#### Extrait du document:
Est banal le jeu vidéo qui applique le principe des idle games à un nouveau domaine

N’est pas original le jeu vidéo constitué d’éléments banals mis en œuvre dans le cadre d’une idée qui, étant de libre parcours, échappe à toute appropriation. De même, aucun risque de confusion n’étant caractérisé, le grief de concurrence déloyale doit être rejeté.

Les jeux vidéo pour smartphone, souvent développés rapidement et sans grands moyens, peuvent-ils faire l’objet d’une protection contre la copie ? La jurisprudence en la matière est restrictive, comme en témoigne cette nouvelle décision, qui rejette les demandes d’un éditeur aussi bien sur le fondement du droit d’auteur que sur celui de la concurrence déloyale.

La protection du jeu vidéo a toujours fait l’objet de débats étonnamment complexes devant les tribunaux et en doctrine, au motif assez erroné qu’il s’agit d’œuvres combinant différents éléments, comme les graphismes, la musique, le scénario ou encore ce que l’on appelle la jouabilité, et, bien entendu, le code, c’est-à-dire le logiciel qui sous-tend cet ensemble.

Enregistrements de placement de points
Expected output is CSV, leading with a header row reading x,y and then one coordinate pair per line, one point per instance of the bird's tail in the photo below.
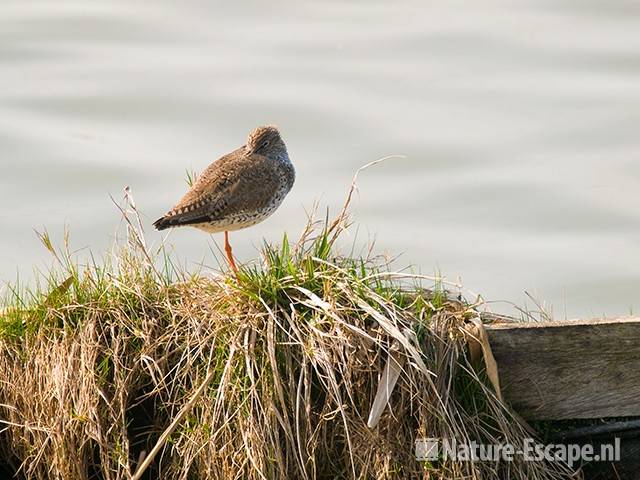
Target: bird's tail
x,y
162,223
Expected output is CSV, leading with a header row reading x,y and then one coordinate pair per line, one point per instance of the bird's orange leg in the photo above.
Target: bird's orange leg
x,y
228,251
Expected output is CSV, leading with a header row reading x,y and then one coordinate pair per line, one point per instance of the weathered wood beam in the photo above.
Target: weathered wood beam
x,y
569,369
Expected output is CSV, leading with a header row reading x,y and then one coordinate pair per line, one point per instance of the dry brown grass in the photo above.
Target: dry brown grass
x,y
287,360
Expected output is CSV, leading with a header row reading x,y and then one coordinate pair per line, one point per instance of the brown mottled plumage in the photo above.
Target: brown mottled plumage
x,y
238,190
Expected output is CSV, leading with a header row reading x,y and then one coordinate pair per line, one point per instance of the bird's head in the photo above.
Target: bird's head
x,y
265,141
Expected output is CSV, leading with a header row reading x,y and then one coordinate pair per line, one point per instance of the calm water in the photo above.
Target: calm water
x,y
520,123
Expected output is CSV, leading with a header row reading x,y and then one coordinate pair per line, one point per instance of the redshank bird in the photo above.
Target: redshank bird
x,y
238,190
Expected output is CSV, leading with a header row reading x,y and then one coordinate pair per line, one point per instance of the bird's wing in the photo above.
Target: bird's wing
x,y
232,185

#### Consigne A:
Relevez tous les éléments que, selon la dernière phrase de l'extrait sur la protection des jeux vidéo, une telle œuvre combine.
#### Consigne B:
Reprenez l'extrait sur la protection des jeux vidéo là où il s'arrête et prolongez-le de quelques phrases.

#### Résultat final A:
Les graphismes, la musique, le scénario, la jouabilité et le code.

#### Résultat final B:
Les joueurs, eux, savent repérer aisément une copie. Soit il s’agit du même jeu, porté sur un autre support, comme dans le cas de l’émulation, qui consiste à jouer à un jeu sur une machine pour laquelle il n’a pas été conçu à l’origine, auquel cas il n’y a pas de discussion ; soit il s’agit effectivement d’une imitation, auquel cas le caractère illicite dépend essentiellement de l’étroitesse de la reprise. Certains jeux s’inspirent des mécanismes de jeux antérieurs, ce que l’on appelle les « -like », comme les Doom-like qui s’inspirent du jeu Doom ou encore les Rogue-like, qui s’inspirent du jeu… Rogue. Ils sont généralement licites car ils ne font que reprendre des éléments de jouabilité, qui consistent dans des idées non protégeables.

Le problème se pose davantage lorsqu’un jeu lorgne un peu trop sur un titre antérieur et en reprend des éléments caractéristiques, comme des éléments graphiques (les champignons ou les montagnes de Super Mario) ou des éléments scénaristiques (comme le récit initiatique du héros des jeux The Legend of Zelda). Dans ce cas, il peut y avoir une marge d’appréciation afin de déterminer s’il s’agit d’une copie illicite, étant entendu que les conditions de la contrefaçon et celles de la concurrence déloyale ne sont pas les mêmes.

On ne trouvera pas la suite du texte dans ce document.